▶ _Dataset excerpts_:
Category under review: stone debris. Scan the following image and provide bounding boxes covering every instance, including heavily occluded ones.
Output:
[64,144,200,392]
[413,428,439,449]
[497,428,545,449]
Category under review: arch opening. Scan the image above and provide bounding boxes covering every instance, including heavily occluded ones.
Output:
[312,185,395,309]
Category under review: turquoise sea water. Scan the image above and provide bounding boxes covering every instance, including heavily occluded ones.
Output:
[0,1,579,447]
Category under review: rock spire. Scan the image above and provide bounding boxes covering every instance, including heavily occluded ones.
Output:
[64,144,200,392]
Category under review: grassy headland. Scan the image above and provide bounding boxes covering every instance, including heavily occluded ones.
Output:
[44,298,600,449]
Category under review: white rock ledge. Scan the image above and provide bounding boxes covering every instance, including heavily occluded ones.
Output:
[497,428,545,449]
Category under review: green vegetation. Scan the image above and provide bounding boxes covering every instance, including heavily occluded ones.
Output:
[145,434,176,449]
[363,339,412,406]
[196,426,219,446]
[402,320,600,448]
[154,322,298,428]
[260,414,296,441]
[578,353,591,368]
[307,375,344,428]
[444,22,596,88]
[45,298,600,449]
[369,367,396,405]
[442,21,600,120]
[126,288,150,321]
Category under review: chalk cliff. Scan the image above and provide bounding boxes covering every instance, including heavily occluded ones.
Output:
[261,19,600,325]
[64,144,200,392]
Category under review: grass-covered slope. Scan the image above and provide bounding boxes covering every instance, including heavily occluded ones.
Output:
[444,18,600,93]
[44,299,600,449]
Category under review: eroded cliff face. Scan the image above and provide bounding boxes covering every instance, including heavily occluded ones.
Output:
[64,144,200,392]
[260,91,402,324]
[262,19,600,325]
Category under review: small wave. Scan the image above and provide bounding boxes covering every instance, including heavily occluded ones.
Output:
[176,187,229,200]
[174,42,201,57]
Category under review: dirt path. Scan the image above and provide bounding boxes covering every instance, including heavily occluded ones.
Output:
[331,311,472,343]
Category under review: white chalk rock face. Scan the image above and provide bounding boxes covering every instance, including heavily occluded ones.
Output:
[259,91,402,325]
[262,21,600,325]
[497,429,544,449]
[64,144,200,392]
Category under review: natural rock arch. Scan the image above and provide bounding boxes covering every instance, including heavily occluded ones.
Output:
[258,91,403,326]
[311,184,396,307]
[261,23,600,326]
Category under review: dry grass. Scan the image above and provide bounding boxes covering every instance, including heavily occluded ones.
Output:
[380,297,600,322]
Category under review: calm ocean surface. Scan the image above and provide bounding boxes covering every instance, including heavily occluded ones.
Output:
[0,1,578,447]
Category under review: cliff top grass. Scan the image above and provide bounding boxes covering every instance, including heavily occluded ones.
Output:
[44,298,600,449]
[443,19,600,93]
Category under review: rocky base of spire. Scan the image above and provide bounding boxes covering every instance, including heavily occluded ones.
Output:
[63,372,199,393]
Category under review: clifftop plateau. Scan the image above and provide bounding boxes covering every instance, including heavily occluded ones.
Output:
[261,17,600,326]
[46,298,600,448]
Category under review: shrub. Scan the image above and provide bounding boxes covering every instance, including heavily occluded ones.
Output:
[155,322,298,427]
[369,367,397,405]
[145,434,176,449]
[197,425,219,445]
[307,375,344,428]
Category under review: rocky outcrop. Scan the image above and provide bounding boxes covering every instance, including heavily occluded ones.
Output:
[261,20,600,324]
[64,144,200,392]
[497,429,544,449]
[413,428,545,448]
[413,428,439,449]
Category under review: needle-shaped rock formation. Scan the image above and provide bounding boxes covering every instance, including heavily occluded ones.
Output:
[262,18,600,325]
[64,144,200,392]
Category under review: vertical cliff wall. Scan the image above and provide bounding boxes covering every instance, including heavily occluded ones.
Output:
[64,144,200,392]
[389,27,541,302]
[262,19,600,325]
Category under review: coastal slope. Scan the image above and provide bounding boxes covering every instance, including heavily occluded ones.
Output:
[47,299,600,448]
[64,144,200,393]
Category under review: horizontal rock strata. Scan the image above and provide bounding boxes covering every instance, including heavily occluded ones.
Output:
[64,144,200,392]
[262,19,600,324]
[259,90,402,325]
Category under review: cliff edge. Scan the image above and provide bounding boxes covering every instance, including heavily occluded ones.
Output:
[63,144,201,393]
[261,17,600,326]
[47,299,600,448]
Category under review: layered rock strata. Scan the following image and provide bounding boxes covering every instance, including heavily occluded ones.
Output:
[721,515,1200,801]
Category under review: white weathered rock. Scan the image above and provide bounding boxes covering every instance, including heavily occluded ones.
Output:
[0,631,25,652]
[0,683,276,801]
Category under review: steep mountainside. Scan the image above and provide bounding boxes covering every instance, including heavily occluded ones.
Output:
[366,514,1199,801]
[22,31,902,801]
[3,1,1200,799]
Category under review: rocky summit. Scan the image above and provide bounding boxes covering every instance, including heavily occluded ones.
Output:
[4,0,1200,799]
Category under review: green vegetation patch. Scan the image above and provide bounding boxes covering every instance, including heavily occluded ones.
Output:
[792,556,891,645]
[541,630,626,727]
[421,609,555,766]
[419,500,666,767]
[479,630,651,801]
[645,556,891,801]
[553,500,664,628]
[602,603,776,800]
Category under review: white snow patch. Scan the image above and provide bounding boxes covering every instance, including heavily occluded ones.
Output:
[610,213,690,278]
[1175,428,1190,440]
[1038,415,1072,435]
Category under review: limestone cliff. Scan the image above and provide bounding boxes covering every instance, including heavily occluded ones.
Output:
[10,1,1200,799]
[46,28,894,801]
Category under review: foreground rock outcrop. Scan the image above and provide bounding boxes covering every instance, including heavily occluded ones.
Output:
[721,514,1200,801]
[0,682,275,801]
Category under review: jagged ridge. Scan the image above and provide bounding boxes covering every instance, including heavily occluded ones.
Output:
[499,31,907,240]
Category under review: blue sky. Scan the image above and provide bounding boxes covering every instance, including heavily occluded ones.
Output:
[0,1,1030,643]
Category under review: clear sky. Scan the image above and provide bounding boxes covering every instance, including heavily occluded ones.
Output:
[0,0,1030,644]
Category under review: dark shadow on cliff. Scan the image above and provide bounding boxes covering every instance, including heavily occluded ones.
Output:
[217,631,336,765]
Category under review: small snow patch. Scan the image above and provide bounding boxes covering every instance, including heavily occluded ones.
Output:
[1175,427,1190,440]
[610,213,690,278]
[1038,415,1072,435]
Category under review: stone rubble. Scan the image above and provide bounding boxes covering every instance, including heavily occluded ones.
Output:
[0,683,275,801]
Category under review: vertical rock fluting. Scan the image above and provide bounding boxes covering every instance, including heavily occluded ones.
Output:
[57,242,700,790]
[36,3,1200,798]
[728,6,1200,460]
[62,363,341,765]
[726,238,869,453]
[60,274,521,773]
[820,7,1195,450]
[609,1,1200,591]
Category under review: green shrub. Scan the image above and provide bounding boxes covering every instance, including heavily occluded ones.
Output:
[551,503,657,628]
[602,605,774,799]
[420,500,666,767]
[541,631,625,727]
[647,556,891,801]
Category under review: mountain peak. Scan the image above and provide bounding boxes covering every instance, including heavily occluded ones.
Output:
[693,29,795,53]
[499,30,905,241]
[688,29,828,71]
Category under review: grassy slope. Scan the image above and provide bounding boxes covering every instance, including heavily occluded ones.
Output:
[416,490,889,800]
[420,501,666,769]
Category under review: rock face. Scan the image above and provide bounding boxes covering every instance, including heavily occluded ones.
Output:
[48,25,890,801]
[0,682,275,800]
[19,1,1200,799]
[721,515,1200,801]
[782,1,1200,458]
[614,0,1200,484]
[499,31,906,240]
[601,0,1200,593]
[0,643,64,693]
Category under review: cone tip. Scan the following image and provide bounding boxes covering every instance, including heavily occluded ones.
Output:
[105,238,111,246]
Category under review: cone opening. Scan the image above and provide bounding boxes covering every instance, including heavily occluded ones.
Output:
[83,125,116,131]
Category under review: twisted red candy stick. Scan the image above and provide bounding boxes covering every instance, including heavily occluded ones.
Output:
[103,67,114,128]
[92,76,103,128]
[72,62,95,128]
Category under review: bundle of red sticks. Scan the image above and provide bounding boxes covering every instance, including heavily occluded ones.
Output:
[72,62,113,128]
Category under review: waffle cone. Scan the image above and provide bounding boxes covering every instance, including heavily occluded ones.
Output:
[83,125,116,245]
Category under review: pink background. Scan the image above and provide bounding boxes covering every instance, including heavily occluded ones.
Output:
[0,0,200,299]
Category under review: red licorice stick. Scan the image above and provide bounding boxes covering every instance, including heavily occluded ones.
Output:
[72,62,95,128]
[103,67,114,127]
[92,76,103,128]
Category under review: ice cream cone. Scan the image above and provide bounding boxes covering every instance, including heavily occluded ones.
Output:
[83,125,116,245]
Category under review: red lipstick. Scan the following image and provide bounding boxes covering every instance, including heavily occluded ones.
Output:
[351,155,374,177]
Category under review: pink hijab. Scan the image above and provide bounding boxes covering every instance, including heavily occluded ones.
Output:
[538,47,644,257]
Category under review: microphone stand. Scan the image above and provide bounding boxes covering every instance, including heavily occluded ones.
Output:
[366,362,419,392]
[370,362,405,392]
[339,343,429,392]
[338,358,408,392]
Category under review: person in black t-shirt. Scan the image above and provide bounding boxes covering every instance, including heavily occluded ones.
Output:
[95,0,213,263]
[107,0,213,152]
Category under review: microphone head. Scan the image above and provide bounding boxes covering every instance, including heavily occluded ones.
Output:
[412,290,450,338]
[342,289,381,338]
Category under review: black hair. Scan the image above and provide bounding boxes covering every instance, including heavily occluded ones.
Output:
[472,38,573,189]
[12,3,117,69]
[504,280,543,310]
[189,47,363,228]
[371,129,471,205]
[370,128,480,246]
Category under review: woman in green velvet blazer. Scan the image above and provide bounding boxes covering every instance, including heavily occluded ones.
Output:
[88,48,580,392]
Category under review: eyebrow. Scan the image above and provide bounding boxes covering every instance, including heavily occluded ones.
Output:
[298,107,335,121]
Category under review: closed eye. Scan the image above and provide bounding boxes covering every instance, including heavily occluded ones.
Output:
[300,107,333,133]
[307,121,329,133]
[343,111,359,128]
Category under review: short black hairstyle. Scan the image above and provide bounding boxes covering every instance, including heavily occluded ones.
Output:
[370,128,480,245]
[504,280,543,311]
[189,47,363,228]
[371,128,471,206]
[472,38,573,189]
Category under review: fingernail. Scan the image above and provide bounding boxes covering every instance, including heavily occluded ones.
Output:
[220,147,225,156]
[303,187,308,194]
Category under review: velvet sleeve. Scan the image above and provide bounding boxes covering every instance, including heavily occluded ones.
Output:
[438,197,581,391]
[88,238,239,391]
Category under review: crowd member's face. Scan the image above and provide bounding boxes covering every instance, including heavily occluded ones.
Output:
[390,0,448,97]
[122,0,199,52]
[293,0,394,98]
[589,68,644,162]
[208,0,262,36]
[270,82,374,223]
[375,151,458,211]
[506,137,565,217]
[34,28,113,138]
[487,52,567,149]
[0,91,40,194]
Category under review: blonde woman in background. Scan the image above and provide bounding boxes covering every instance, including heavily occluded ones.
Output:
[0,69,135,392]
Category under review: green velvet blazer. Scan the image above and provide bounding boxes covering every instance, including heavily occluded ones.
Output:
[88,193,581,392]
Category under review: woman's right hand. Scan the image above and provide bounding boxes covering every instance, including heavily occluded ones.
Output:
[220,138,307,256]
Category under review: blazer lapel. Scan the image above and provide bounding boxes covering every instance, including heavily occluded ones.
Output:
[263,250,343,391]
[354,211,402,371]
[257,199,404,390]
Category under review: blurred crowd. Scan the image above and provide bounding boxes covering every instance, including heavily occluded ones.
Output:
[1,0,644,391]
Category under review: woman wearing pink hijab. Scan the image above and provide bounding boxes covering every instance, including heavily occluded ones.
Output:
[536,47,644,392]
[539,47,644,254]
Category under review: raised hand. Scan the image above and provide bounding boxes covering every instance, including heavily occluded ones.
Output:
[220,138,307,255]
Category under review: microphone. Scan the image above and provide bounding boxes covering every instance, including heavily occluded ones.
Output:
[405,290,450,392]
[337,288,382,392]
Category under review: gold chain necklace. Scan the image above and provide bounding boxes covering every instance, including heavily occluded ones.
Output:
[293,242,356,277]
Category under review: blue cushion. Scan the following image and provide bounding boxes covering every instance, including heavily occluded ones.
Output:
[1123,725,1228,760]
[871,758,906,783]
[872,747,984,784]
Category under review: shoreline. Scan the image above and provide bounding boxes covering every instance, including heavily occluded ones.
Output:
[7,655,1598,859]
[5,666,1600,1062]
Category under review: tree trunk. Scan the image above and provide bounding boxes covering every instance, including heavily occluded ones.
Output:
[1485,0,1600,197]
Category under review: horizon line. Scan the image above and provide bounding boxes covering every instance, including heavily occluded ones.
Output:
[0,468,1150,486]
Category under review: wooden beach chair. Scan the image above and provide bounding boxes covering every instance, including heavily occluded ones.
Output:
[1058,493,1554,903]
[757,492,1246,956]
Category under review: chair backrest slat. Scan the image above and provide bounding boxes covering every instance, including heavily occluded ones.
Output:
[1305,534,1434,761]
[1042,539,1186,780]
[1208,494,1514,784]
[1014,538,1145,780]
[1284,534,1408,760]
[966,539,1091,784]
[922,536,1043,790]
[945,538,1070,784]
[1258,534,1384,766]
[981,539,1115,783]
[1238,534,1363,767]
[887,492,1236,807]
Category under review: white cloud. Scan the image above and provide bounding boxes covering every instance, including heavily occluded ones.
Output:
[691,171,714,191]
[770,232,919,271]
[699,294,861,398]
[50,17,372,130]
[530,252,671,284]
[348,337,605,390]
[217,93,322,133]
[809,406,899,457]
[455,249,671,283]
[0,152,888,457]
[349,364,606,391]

▶ _How to complete this task_: Work out how many lines in the records above contain the word "opening", and reply with that number alone.

▶ _Response_: 2